Position identification records
--

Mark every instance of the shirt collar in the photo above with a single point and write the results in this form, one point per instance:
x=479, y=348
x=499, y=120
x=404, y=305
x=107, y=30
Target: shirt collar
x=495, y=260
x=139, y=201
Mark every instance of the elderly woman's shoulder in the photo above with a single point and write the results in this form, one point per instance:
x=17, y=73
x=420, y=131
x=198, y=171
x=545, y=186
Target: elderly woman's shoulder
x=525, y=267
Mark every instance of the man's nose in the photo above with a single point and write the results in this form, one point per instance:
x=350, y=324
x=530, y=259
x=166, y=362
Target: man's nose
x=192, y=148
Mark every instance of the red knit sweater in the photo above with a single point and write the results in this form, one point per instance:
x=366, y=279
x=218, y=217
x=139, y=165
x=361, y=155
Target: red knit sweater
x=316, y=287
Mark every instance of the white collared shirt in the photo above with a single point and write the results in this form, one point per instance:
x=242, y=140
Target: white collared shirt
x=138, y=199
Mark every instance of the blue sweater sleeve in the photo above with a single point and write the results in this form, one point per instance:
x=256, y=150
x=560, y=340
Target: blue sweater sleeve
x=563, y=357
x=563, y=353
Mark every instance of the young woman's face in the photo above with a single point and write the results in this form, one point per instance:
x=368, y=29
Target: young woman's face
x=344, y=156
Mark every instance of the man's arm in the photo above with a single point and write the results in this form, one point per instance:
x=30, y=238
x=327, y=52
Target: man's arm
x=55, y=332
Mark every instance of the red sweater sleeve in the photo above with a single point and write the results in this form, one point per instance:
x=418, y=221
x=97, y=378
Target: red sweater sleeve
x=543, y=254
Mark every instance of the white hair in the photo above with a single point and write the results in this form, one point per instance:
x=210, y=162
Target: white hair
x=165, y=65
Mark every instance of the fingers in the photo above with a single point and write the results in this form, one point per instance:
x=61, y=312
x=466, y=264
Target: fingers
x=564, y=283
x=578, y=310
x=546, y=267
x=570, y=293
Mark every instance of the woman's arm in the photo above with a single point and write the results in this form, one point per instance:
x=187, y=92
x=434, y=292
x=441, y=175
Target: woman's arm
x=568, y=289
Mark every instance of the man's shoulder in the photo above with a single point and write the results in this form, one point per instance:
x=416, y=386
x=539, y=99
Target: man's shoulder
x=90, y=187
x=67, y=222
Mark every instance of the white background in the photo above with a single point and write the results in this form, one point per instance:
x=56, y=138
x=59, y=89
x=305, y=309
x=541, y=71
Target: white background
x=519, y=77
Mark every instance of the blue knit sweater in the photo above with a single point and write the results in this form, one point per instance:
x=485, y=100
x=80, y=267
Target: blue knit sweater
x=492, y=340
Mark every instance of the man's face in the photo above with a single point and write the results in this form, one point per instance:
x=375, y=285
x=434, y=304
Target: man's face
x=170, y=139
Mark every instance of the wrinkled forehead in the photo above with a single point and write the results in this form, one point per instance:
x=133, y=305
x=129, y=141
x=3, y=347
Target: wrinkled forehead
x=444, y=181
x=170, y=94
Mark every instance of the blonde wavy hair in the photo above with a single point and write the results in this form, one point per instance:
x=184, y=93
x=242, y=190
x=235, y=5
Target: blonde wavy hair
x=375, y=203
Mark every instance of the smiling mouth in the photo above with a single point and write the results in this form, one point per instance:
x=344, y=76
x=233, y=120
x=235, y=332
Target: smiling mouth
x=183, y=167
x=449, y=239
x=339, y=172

--

Work to do - Render the listing above as a JSON list of strings, one string per line and with blank lines left out, covering everything from the line containing "Mark every instance of the man's nose" down to the line containing "x=138, y=199", both of those lines included.

Response -
[
  "Mark every instance of the man's nose in the photo above with a single point and write the results in this form, one point per instance:",
  "x=350, y=324",
  "x=530, y=259",
  "x=166, y=362",
  "Target: man's nose",
  "x=192, y=148",
  "Mark every instance of the red knit sweater in the photo above with a single point and write the results in this form, one point per instance:",
  "x=366, y=279",
  "x=218, y=217",
  "x=139, y=165",
  "x=361, y=155",
  "Target: red knit sweater",
  "x=316, y=287",
  "Mark every instance of the white collared shirt in the photo above with a single point and write the results in this form, one point per instance:",
  "x=242, y=140",
  "Target: white collared shirt",
  "x=138, y=199"
]